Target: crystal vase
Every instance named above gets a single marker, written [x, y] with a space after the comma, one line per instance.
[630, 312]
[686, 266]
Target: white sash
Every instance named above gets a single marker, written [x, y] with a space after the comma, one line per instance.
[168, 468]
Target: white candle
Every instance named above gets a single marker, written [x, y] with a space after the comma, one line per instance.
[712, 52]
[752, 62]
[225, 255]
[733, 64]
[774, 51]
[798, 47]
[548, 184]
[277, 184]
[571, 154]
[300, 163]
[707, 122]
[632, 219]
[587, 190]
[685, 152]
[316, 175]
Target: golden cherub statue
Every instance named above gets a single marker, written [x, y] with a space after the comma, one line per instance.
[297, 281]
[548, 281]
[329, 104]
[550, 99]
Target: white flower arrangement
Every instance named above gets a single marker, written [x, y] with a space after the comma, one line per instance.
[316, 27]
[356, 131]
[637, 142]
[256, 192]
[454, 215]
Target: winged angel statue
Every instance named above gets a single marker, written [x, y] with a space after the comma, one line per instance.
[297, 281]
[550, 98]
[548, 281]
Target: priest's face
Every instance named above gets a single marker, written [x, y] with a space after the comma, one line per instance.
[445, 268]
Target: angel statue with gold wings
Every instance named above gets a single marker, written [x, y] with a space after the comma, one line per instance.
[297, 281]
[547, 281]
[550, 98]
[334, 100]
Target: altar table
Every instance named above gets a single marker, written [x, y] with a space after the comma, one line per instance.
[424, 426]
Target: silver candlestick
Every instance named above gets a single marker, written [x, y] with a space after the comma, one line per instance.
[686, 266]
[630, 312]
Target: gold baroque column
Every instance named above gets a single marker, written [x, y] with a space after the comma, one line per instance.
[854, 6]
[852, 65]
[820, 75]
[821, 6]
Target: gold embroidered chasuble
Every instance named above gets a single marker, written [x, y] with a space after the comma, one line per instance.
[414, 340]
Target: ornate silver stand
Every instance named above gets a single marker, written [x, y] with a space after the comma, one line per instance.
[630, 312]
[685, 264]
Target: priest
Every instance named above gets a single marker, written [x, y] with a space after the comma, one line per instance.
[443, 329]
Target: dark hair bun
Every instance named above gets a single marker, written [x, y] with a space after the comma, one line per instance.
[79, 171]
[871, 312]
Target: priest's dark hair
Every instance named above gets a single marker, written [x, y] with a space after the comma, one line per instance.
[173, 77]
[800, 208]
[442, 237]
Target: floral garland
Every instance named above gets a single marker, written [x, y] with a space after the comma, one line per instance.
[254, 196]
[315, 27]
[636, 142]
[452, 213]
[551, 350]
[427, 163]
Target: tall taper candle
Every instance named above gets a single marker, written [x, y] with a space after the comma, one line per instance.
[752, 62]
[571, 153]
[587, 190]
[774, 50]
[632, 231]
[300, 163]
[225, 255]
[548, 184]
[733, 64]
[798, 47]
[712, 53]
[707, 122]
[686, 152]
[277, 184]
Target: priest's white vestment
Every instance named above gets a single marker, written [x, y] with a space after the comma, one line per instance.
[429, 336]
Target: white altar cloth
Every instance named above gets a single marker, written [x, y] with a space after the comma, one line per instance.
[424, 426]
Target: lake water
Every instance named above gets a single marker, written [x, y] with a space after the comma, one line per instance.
■ ■ ■ ■ ■
■ **Work to be completed**
Write out the full set of records exactly as given.

■ **Right answer**
Target: crystal vase
Every instance named above gets a single marker, written [x, y] with a space after the comma, one line per instance.
[630, 312]
[686, 266]
Target: white sash
Every instance named above gets a single marker, written [x, y] with a space after the comma, one line per instance.
[168, 468]
Target: white candle
Every instance named above gets a single marker, written [x, y] with a space after the comma, one line per instance.
[712, 52]
[752, 62]
[225, 255]
[733, 64]
[774, 51]
[798, 47]
[548, 184]
[277, 184]
[571, 154]
[300, 163]
[707, 122]
[632, 219]
[587, 190]
[685, 152]
[316, 175]
Target: golden cherub statue
Every instance named above gets a single marker, written [x, y] with a space after the comma, one line per instance.
[297, 281]
[548, 281]
[329, 104]
[550, 99]
Target: white flower arrangement
Every instance named above gets a single marker, written [x, y] with a space after the comma, one line per instance.
[316, 27]
[356, 131]
[637, 142]
[256, 192]
[454, 215]
Target: winged angel statue
Every instance named above gets a single marker, written [x, y] with a space after the comma, one line per instance.
[297, 281]
[550, 98]
[548, 281]
Target: priest's face
Every instance named above gets a single marker, written [x, y] with a space after the comma, one line per instance.
[445, 268]
Target: angel statue with gold wings
Every instance named above gets a single marker, written [x, y] with a space after the comma, one line per instance.
[297, 281]
[547, 281]
[550, 98]
[334, 100]
Target: altar table
Every instance named above gets a single marker, written [x, y] with a space after the comma, one line per instance.
[424, 426]
Target: silver candlestick
Every instance named above gets a single marker, written [x, y] with a space after the comma, one line per instance.
[686, 266]
[630, 312]
Target: gold baroque column
Every instance named above gets a single marker, written [x, y] with a space after the comma, one line per instance.
[854, 6]
[852, 65]
[820, 75]
[821, 6]
Target: gold embroidered chasuble
Every instance named above gets a single marker, written [x, y] with a space after the comma, one line per instance.
[414, 340]
Target: ornate silver stand
Every instance named above gets a single marker, written [x, y] with a space after the comma, one line per instance.
[630, 312]
[685, 264]
Target: priest
Every instance named above gets a single marker, written [x, y] with a space after the comma, one line per instance.
[443, 329]
Target: dark hair bun
Every instance named above gets a single marker, written [x, y] with a space after the comma, one line per instance.
[79, 171]
[871, 312]
Target: priest's dark hair
Every instance named above gets a single marker, written [x, y] with a space after the comma, one line per instance.
[173, 77]
[800, 208]
[442, 237]
Target: floral garland
Every instance named above gets a single marker, written [x, y] with a space after the comma, one line per instance.
[254, 196]
[315, 27]
[636, 142]
[452, 213]
[551, 350]
[427, 163]
Target: tall taper candle
Every instance named above gets a single marker, written [x, y] with a space after the comma, one line per instance.
[752, 62]
[571, 153]
[587, 190]
[774, 50]
[632, 231]
[300, 163]
[225, 255]
[548, 184]
[733, 64]
[798, 47]
[712, 53]
[707, 122]
[686, 152]
[277, 184]
Target: priest's white vestment
Every instance named above gets a single marker, written [x, y] with a space after the comma, one line per instance.
[429, 336]
Target: white altar cloth
Every instance named above gets a single marker, written [x, y] with a space after the comma, one line per instance.
[424, 426]
Target: lake water
Every instance named above gets a single marker, written [x, y] with a space after the comma, one line per instance.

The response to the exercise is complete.